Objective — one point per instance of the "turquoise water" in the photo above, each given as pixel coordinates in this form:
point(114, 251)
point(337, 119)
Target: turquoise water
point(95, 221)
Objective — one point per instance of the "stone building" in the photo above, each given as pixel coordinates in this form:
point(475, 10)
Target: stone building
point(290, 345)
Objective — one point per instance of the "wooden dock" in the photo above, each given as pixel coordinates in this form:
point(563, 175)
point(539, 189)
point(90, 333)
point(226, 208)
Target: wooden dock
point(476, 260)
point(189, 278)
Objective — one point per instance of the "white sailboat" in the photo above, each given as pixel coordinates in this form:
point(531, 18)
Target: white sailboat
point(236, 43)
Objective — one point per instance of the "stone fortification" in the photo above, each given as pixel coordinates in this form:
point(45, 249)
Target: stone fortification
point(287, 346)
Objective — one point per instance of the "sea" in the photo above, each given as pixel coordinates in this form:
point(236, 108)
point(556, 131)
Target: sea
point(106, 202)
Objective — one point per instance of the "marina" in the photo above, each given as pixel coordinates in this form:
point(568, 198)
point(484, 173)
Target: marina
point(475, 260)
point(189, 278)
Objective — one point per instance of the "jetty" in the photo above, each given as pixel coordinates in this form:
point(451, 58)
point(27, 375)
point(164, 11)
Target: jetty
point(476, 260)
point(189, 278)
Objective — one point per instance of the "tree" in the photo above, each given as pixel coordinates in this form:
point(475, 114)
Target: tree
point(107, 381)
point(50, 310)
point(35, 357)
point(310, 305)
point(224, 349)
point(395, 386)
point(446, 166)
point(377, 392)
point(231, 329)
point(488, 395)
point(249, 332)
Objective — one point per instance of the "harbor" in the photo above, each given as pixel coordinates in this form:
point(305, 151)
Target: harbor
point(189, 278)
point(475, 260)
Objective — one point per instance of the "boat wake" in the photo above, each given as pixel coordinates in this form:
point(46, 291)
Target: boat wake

**********

Can you write out the material above from its first line up to and including the line with "point(290, 345)", requests and all, shifting only the answer coordinates by -19 and leaving out every line after that?

Solved problem
Objective — one point per instance of the "turquoise water" in the photo above, each given as pixel coordinates in this form:
point(114, 251)
point(337, 119)
Target: turquoise water
point(76, 202)
Objective — one point per instance of the "stone building" in the photo above, each given as pixel coordinates in this form:
point(475, 10)
Target: stone building
point(271, 326)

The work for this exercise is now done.